Commanders and leaders

Strength

Casualties and losses

= De la Gardie campaign =

Russo-Swedish military campaign in 1609–1610

The De la Gardie campaign was a joint military campaign by Russia and Sweden during the Polish–Russian War, which lasted from April 1609 to June 1610.

Russia was unofficially occupied during the early Time of Troubles by the Polish–Lithuanian Commonwealth, which had supported False Dmitry II as the tsar of Russia since 1607. Tsar Vasili IV formed a military alliance with Sweden in 1609, providing a 5,000-strong auxiliary corps commanded by Jacob De la Gardie and Evert Horn to support Russian forces under Mikhail Skopin-Shuisky. The De la Gardie campaign was successful against False Dmitry II, dispersing his court in Tushino – a former village and town to the north of Moscow, but failed against the Polish–Lithuanians and was defeated at the Battle of Klushino on 4 June 1610.

== Prelude ==

Russia had been experiencing the Time of Troubles (1598–1613) since the death of Tsar Feodor I in 1598, causing widespread political instability and a violent succession crisis for the title of Tsar of Russia by usurpers known as the False Dmitris. In 1605, in the prelude to the Polish–Russian War, the Polish–Lithuanian Commonwealth unofficially invaded Russia in support of False Dmitry I against the unpopular crowned tsar Boris Godunov, seeking to exploit the country's weakness for their own gain. Godunov died in June 1605 and was replaced by False Dmitry I, whose popularity among the Russian populace declined rapidly during his reign. The Polish withdrew when he was eventually murdered during an uprising in Moscow in May 1606.

Despite this, Russia's instability continued to the near-total breakdown of order, prompting the Polish to invade again in 1607 to support the new usurper, False Dmitry II. In 1609, the Tsar of Russia at the time, Vasili IV, approached King Charles IX of Sweden to form a military alliance against False Dmitry II and the Polish occupiers. The two signed the Treaty of Viborg, in which Russia ceded Kexholm County and the strategic Korela Fortress to Sweden in exchange for military support. This Russian alliance, formed in 1609 with Sweden, the main rival of Poland, led to King Sigismund III of Poland officially declaring war on Russia in response.

== Campaign against False Dmitry II ==

In 1608–1613, De la Gardie, Sweden's Chief Commander in Finland, also commanded the Swedish war efforts in Russia. Thus, in accordance with the Swedish–Russian military alliance formed in 1609, he and Evert Horn now provided an auxiliary corps to support the Russian forces commanded by Mikhail Skopin-Shuisky.

■ ■ ■

**Actions to take**
[a] Decide whether each statement agrees with the passage on the De la Gardie campaign, answering yes or no and quoting the words that settle it: (i) the Swedish auxiliary corps numbered 5,000; (ii) the campaign was defeated at the Battle of Klushino in June 1609; (iii) under the Treaty of Viborg, Sweden ceded the Korela Fortress to Russia.
[b] From the passage on the De la Gardie campaign, extract the text starting at "In 1608–1613, De" and ending at "by Mikhail Skopin-Shuisky.".
The listing comes from a separate source and has no connection to the passage on the De la Gardie campaign.

■ ■ ■

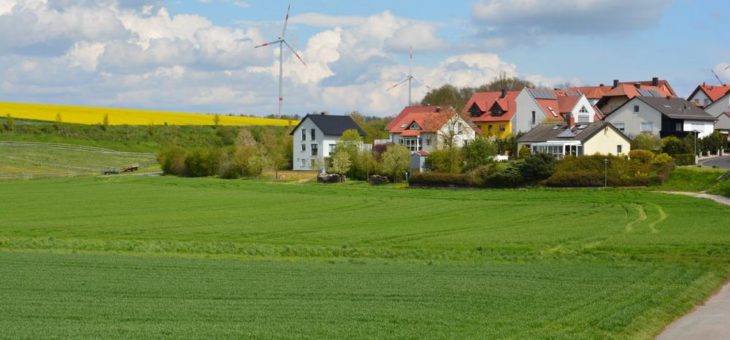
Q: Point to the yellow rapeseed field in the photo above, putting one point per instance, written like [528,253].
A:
[96,115]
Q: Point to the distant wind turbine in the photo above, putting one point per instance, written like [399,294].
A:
[282,41]
[409,79]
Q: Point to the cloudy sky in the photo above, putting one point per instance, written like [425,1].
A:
[198,55]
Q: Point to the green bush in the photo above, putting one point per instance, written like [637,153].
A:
[537,167]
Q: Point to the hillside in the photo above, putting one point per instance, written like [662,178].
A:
[117,116]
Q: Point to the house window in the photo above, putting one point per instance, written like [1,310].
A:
[410,143]
[647,127]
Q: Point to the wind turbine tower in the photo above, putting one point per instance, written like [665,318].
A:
[282,41]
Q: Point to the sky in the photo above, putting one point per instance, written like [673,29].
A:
[199,55]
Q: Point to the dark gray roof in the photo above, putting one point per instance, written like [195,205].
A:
[580,132]
[332,125]
[677,108]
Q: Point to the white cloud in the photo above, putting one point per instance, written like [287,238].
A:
[533,18]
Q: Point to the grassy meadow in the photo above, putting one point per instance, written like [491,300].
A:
[28,160]
[171,257]
[116,116]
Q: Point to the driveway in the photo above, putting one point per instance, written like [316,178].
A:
[711,320]
[721,162]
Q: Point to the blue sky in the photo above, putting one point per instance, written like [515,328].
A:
[198,55]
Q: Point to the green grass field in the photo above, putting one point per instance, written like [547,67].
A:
[43,160]
[170,257]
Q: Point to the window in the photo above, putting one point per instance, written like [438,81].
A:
[647,127]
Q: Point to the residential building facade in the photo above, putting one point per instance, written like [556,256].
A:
[316,137]
[661,117]
[428,128]
[566,139]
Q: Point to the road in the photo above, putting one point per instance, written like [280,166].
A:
[722,162]
[711,320]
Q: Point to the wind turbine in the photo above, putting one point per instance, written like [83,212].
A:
[282,41]
[409,78]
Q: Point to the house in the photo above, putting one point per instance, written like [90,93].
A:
[704,95]
[427,128]
[535,106]
[661,116]
[720,109]
[492,112]
[315,138]
[566,139]
[611,97]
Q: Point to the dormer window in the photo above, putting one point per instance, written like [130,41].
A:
[475,111]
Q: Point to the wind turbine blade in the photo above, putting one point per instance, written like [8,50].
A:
[295,52]
[268,43]
[286,22]
[399,84]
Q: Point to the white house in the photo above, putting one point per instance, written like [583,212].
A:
[562,139]
[661,116]
[427,128]
[535,106]
[316,137]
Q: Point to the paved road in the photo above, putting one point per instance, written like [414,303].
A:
[711,320]
[722,162]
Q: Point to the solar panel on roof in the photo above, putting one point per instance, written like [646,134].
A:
[648,93]
[542,94]
[568,133]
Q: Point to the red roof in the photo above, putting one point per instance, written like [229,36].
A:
[485,101]
[713,92]
[428,119]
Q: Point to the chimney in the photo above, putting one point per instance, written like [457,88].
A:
[568,120]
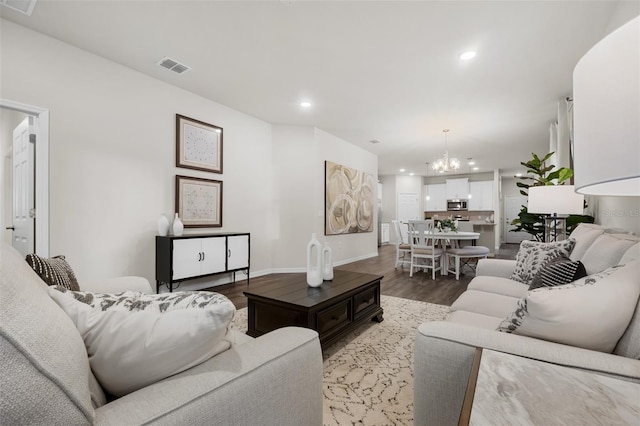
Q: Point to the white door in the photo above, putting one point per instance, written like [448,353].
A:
[238,252]
[512,207]
[214,255]
[23,188]
[187,258]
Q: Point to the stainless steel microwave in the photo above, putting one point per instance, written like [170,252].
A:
[456,205]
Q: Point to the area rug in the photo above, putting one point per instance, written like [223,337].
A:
[368,375]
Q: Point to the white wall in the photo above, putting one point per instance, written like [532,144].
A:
[299,156]
[616,212]
[113,154]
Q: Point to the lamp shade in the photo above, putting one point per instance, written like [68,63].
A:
[606,93]
[559,199]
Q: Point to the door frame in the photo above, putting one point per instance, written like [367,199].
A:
[505,225]
[41,115]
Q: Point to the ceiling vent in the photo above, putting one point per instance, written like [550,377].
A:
[22,6]
[173,65]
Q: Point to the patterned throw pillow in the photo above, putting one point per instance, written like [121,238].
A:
[134,339]
[579,314]
[54,271]
[532,255]
[557,271]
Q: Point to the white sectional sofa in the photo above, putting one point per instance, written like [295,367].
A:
[275,379]
[592,324]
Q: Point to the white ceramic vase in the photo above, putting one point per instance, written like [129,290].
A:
[314,262]
[163,226]
[178,227]
[327,263]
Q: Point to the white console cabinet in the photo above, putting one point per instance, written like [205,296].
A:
[193,256]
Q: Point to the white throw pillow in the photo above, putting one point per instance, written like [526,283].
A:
[606,251]
[134,339]
[532,256]
[584,234]
[592,313]
[633,253]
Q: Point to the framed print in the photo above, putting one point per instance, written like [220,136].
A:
[199,202]
[198,145]
[349,200]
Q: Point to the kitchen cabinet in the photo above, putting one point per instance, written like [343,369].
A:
[457,189]
[481,196]
[193,256]
[437,201]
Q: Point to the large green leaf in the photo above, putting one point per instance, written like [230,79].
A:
[564,174]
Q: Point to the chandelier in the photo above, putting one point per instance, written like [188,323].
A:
[446,164]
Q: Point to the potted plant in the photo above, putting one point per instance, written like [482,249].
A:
[538,174]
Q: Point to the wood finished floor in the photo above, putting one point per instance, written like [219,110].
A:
[444,290]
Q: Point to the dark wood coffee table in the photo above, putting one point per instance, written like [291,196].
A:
[333,309]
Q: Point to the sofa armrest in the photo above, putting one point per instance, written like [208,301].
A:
[495,267]
[275,379]
[118,285]
[444,353]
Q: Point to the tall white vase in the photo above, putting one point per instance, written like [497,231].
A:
[163,226]
[314,262]
[178,227]
[327,263]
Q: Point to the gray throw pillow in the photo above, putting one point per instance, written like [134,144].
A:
[532,255]
[557,271]
[54,271]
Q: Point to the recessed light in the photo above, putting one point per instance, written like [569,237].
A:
[468,55]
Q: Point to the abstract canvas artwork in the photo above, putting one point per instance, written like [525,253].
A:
[198,145]
[349,200]
[199,202]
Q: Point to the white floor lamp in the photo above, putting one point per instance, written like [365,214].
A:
[554,200]
[606,93]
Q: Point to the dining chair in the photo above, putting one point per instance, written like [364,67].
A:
[462,256]
[423,247]
[403,248]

■ ■ ■

**Numbered answers**
[a]
(i) Yes: "providing a 5,000-strong auxiliary corps commanded by Jacob De la Gardie and Evert Horn"
(ii) No: "was defeated at the Battle of Klushino on 4 June 1610"
(iii) No: "Russia ceded Kexholm County and the strategic Korela Fortress to Sweden in exchange for military support"

[b]
In 1608–1613, De la Gardie, Sweden's Chief Commander in Finland, also commanded the Swedish war efforts in Russia. Thus, in accordance with the Swedish–Russian military alliance formed in 1609, he and Evert Horn now provided an auxiliary corps to support the Russian forces commanded by Mikhail Skopin-Shuisky.